Instructions to follow: Across the whole listing, return each line exactly, with no images included.

Records for the exercise:
═══
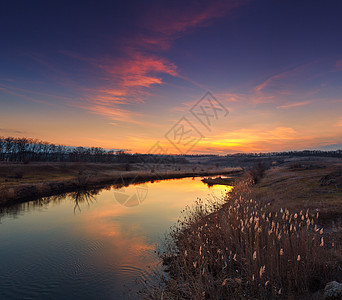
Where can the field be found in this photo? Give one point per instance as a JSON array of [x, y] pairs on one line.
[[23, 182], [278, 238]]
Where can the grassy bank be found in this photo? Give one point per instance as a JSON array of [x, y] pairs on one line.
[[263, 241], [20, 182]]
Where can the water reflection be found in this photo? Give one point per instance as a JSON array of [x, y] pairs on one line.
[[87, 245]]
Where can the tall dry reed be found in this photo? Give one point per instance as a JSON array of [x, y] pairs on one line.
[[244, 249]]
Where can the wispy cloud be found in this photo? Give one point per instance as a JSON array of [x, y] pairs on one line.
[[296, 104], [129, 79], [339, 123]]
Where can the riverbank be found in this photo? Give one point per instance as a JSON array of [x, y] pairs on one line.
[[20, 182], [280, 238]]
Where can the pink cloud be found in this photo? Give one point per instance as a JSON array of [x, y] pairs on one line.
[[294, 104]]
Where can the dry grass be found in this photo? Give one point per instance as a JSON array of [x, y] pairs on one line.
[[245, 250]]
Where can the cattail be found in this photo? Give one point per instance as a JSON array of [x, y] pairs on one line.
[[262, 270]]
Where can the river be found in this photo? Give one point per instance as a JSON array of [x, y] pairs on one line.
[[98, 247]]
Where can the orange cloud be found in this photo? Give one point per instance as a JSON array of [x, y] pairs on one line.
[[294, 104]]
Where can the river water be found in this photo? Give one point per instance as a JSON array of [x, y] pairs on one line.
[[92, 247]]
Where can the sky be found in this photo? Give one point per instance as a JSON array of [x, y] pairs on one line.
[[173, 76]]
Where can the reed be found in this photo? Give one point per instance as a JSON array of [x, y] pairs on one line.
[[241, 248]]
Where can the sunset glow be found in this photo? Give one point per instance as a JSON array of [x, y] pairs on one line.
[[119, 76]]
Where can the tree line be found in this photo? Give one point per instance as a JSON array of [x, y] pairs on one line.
═══
Output for this exercise:
Where can the field be found in this photo? Give one point per instance as a JSON array of [x, y] pairs on one line.
[[23, 182], [278, 238]]
Where can the grassy bank be found in this photo? Give one point per instance as a JSON array of [x, y] pairs on one line.
[[263, 241], [20, 182]]
Where can the water reflection be found in this photo? Give one point per instance as a JSON array of [x, y] pairs on one line.
[[87, 245]]
Where can the tall dry reed be found in this photo? Give one point per instance as a JSON array of [x, y] pairs on one line.
[[244, 249]]
Where can the wispy cloud be found in this photo? Give one point per instance as a JSON array of [x, y] pairs on one line.
[[296, 104], [129, 79], [339, 123]]
Where can the riverbank be found in this photo? Give one point per instance as a JSON array of [x, y] pairs on one line.
[[20, 182], [280, 238]]
Where can the pink cloud be found in this photo? Give one point per instance as a JSON array of [x, y] pairs on one line.
[[294, 104]]
Where can the dry grass be found in this photo? Give one point per instance as a JSON array of [x, y] pairs on one line.
[[245, 250]]
Where can the cattail be found in this photo? Give one point per instance as a JSON array of [x, y] pairs on one line.
[[262, 270]]
Where can the river be found in this photo? Give one point per instance as a JSON array of [x, y] pairs on one line.
[[98, 247]]
Where can the orange cloud be found in this photo? Give one point per instance as a JSON array of [x, y] pairs on one line.
[[294, 104]]
Where can the river water be found in this photo? Give one point per instance as a JSON array of [x, y] pairs on one line.
[[92, 247]]
Where can the sky be found in this photo? Give one point per instance as a JSON array of [x, y] pairs on one line.
[[173, 76]]
Where can the reed be found in this photo? Give one point per instance as a JSON array of [x, y] pairs on one line.
[[241, 248]]
Where can the sunset glow be found in this photo? Give one point per instance as a JSON array of [x, y] pairs on one line.
[[119, 76]]
Where can the tree line be found in this photo? Give one point per instance as a JSON array of [x, y] pairs on one line.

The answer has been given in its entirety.